■ **Passage extrait**:
::::::::::

Thomas Corneille en son dictionnaire géographique, le nomme en latin Bretiniaca ; dans quelques anciens titres il est nommé Britiniacum . Ce lieu est situé sur la rivière d'Orge, le village est bâti dans un fond arrosé de plusieurs petits ruisseaux et fontaines, et c'est sans doute, de cette disposition naturelle du lieu que s'est formé son nom françois. En effet Brayum , terme de la basse latinité, et Bray ou Bré en vieux Gaulois , signifioient marécage , et on a donné ce nom de Bray à beaucoup de lieux marécageux , ou situés auprès de quelque rivière ou étang, comme Bray, pays situé aux frontières de la Normandie et de la Picardie , Bray- sur-Seine , ville dans la Champagne , Bray dans la Normandie , élection de Gisors, Bray en Bourgogne, à quatre lieues de Mâcon. Le nom de quelques-uns des lieux qui sont ainsi situés, commence par Bray ou Bré , comme la Bretagne , qui est ainsi nommée, parce qu'elle forme une presqu'isle entourée de la mer, la Bretonnière , près Arpajon, Bretteville , sur l'Odon en Normandie, diocèse de Bayeux, etc.

Voilà une description du toponyme que l'abbé Lebeuf n'a pas reprise. L'érudit se contente d'évoquer « un lieu qui appartenoit à une famille dont le surnom ou sobriquet étoit en latin Brito » pour des gens « que l'on connoissoit être venus de la Bretagne ».

::::::::::

Items d'annotation de régions
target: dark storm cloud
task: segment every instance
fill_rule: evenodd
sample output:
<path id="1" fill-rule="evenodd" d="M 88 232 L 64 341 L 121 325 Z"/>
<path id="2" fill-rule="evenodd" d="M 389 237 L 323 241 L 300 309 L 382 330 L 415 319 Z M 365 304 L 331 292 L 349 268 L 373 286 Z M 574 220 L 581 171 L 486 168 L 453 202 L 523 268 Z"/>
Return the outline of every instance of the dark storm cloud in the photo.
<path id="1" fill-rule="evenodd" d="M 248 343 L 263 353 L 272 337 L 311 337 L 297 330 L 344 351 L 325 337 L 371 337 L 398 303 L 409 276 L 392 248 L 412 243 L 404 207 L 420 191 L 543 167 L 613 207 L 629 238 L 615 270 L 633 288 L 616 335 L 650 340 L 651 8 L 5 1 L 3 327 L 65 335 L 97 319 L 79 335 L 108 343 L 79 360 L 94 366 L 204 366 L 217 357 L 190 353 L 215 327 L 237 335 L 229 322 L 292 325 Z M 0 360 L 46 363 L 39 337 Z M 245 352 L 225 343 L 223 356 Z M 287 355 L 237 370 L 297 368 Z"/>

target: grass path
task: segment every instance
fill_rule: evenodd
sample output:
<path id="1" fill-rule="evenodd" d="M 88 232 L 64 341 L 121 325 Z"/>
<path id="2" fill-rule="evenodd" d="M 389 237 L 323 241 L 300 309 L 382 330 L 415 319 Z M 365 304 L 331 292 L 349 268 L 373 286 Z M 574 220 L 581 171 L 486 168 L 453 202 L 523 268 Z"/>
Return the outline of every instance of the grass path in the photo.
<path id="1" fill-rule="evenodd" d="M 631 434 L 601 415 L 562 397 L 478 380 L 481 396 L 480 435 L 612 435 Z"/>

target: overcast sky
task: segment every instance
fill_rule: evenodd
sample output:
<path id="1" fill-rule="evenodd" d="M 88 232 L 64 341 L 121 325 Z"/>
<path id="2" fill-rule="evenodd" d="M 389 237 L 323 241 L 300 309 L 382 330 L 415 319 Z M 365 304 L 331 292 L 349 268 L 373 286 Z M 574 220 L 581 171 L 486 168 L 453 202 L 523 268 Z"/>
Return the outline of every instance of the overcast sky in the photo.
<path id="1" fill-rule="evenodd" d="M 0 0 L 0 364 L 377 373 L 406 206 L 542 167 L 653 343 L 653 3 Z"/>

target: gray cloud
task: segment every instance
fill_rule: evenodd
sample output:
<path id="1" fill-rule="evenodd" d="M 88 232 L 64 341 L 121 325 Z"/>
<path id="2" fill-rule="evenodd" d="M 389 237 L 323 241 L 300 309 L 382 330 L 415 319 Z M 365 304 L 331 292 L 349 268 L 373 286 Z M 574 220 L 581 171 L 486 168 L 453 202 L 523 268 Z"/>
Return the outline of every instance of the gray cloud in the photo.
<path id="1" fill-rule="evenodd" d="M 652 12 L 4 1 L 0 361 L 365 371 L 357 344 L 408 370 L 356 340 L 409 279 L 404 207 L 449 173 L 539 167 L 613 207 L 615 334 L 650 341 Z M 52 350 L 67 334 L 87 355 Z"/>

::::::::::

■ **À faire**:
a - Répondez à ces questions sur l'extrait sur le toponyme :
(i) Quel nom latin Thomas Corneille donne-t-il à ce lieu dans son dictionnaire géographique ?
(ii) Sur quelle rivière le lieu est-il situé ?
(iii) Quel mot latin l'abbé Lebeuf cite-t-il pour le surnom ou sobriquet de la famille ?
b - Indiquez si chacune de ces affirmations concorde avec l'extrait sur le toponyme, en citant les mots qui tranchent :
(i) Dans quelques anciens titres, le lieu porte le nom de Britiniacum.
(ii) Bray en Bourgogne se trouve à quatre lieues de Mâcon.
(iii) L'abbé Lebeuf a repris cette description du toponyme.
c - Poursuivez l'extrait sur le toponyme après sa dernière phrase, en quelques phrases.
Les items ne sont pas nécessaires pour ce travail.

■ **Réponses par tâche**:
a -
(i) Bretiniaca.
(ii) La rivière d'Orge.
(iii) Brito.

b -
(i) Oui : « dans quelques anciens titres il est nommé Britiniacum ».
(ii) Oui : « Bray en Bourgogne, à quatre lieues de Mâcon ».
(iii) Non : « Voilà une description du toponyme que l'abbé Lebeuf n'a pas reprise ».

c -
L'étang de Brétigny

Cette étymologie du nom de Brétigny est d'autant plus vrai semblable , que suivant la tradition du pays, il y avoit anciennement au-dessous de ce village un assez grand étang , qui depuis a été détruit, et dont le lit est actuellement un pré ; on en voit même encore la chaussée derrière le petit hameau de S. Antoine, dont la fontaine alloit se rendre dans cet étang, c'est de-là que ce pré se nomme encore à présent le Pré de l'Etang ; on trouve une autre preuve qu'il y a eu autrefois un étang en cet endroit , et qu'il étoit renommé pour être très-poissonneux , c'est dans la grande Bible des Noëls , ouvrage fort ancien dans lequel il y a un cantique assez connu , qui commence par ces mots, les bourgeois de Chastres et de Mont-le-héri, dans quelques nouvelles éditions faites depuis 1720, on a mis les Bourgeois d'Arpajon, au lieu des bourgeois de Chastres , à cause que feu M. le Marquis d'Arpajon, qui étoit Seigneur de ce lieu , avoit obtenu des lettres patentes au mois d'octobre 1710 confirmées par d'autres lettres du 3 may 1713 qui ont érigé la ville de Chastres avec quelques terres voisines sous la dénomination de marquisat d'Arpajon ; on a crû devoir en passant, faire remarquer ce petit changement qui se trouve dans les nouvelles éditions du Recueil des Noëls anciens, afin qu'on y reconnoisse le cantique dont il s'agit ici aussi bien que dans les anciennes éditions.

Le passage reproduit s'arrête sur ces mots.